▶ What to produce
Going down the data below, set down exactly the line with "Expected: one point per instance of the window frame, reported" and each line after it through the line with "Expected: one point per instance of the carved"; no other lines.

▶ Data for analysis
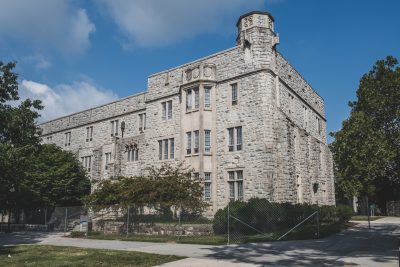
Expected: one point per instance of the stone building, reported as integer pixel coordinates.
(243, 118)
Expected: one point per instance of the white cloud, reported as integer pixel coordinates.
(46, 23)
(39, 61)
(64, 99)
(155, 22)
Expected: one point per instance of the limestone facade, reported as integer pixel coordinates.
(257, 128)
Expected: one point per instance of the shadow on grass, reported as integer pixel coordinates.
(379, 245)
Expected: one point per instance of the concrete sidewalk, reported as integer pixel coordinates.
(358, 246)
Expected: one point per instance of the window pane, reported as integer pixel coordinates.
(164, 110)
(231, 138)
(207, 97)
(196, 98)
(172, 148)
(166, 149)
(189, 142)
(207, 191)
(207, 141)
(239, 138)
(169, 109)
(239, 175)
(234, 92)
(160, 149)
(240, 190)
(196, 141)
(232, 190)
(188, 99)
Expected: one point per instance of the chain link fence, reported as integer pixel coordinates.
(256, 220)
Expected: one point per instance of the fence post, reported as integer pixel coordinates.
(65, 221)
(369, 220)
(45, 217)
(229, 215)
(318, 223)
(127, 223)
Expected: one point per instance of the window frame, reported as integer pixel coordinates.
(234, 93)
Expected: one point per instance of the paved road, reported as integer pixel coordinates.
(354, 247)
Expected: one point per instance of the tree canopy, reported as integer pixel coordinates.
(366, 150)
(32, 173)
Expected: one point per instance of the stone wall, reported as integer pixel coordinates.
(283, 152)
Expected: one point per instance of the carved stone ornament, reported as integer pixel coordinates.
* * *
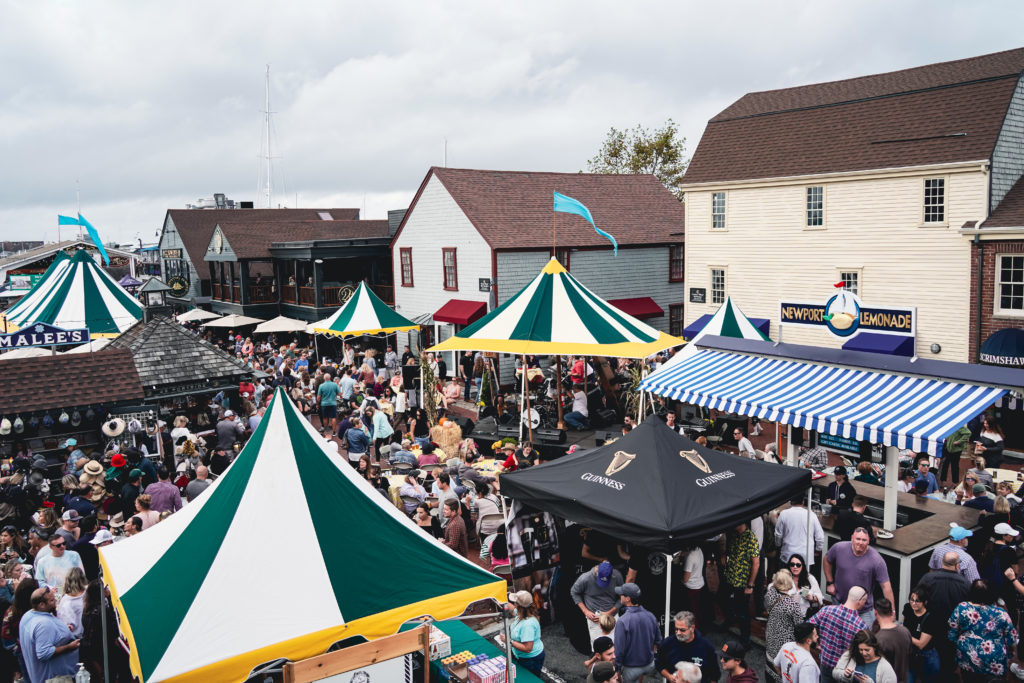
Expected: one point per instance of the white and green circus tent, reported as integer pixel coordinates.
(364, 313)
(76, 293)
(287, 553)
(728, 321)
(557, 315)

▶ Result of this exercise
Expected: one point per instance of the window frame, reported as integer pixel coordinates.
(234, 93)
Expected: one point per instance of the paved road, reported as integer pixel coordinates.
(354, 247)
Expected: one point per instance of the tree canopy, reported as integer pixel coordinates.
(366, 150)
(32, 173)
Expected: one point per instance of the stone wall, reported as integer pixel coordinates.
(283, 152)
Expected: one point per instance of the carved stone ornament, reported as integer pixel coordinates.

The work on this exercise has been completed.